### Records from a dataset

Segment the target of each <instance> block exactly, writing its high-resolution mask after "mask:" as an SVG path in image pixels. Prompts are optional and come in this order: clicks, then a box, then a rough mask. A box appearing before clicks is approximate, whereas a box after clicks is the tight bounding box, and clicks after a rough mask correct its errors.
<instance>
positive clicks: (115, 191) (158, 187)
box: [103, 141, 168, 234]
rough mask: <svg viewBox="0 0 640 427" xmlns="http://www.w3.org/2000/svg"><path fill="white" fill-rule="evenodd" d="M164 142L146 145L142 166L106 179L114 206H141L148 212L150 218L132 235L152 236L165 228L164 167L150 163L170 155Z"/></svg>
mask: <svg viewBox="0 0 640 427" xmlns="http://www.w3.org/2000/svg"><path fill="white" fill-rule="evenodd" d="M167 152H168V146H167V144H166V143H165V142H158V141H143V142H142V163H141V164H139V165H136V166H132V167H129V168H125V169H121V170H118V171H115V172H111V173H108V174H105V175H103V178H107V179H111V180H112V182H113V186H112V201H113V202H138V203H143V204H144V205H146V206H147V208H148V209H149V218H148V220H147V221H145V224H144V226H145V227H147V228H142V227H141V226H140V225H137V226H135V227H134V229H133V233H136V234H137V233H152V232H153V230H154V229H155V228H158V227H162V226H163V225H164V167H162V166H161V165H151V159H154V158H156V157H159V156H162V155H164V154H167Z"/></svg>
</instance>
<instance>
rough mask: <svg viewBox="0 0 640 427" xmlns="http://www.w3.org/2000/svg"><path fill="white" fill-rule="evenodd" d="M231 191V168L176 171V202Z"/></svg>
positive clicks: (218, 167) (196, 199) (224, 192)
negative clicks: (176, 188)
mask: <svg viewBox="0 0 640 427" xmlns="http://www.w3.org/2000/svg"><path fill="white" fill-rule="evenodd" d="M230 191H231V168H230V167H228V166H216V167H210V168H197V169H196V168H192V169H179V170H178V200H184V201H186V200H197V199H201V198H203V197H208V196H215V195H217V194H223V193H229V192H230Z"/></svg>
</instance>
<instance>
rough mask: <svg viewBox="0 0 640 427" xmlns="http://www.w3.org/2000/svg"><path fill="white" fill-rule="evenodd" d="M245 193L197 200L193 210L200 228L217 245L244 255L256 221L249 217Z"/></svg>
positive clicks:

### What is required
Could you reproduce all the records exactly?

### Expected output
Segment the target of each <instance> block exactly, writing its high-resolution mask after "mask:" as an SVG path in image pixels. Prompts are optional and come in this order: clicks, then a box, then a rough mask. A box appearing before clicks is approximate, whereas a box after clicks is the tight bounding box, and clicks after a rough mask correct its errors.
<instance>
positive clicks: (115, 191) (158, 187)
box: [103, 141, 168, 234]
rough mask: <svg viewBox="0 0 640 427" xmlns="http://www.w3.org/2000/svg"><path fill="white" fill-rule="evenodd" d="M164 142L146 145L142 166L106 179L114 206H141L148 212L150 218L132 235L152 236L165 228L164 167L150 163L170 155Z"/></svg>
mask: <svg viewBox="0 0 640 427" xmlns="http://www.w3.org/2000/svg"><path fill="white" fill-rule="evenodd" d="M167 152H168V146H167V144H166V143H165V142H158V141H143V142H142V163H141V164H139V165H136V166H132V167H129V168H125V169H121V170H118V171H115V172H111V173H108V174H105V175H103V178H107V179H111V180H112V182H113V186H112V201H113V202H138V203H143V204H144V205H146V206H147V208H148V209H149V218H148V220H147V221H145V224H144V226H145V227H147V228H142V227H141V226H140V225H137V226H135V227H134V229H133V233H136V234H137V233H152V232H153V230H154V229H155V228H158V227H162V226H163V225H164V167H162V166H161V165H151V159H154V158H156V157H159V156H162V155H164V154H167Z"/></svg>
</instance>
<instance>
rough mask: <svg viewBox="0 0 640 427" xmlns="http://www.w3.org/2000/svg"><path fill="white" fill-rule="evenodd" d="M231 191V168L176 171V202Z"/></svg>
positive clicks: (218, 167) (196, 199) (224, 192)
negative clicks: (176, 188)
mask: <svg viewBox="0 0 640 427" xmlns="http://www.w3.org/2000/svg"><path fill="white" fill-rule="evenodd" d="M230 191H231V168H230V167H228V166H216V167H210V168H197V169H196V168H192V169H179V170H178V200H184V201H186V200H197V199H201V198H203V197H208V196H215V195H217V194H223V193H229V192H230Z"/></svg>
</instance>
<instance>
rough mask: <svg viewBox="0 0 640 427" xmlns="http://www.w3.org/2000/svg"><path fill="white" fill-rule="evenodd" d="M245 193L197 200L193 210L200 228L217 245L244 255L256 221L249 217Z"/></svg>
positive clicks:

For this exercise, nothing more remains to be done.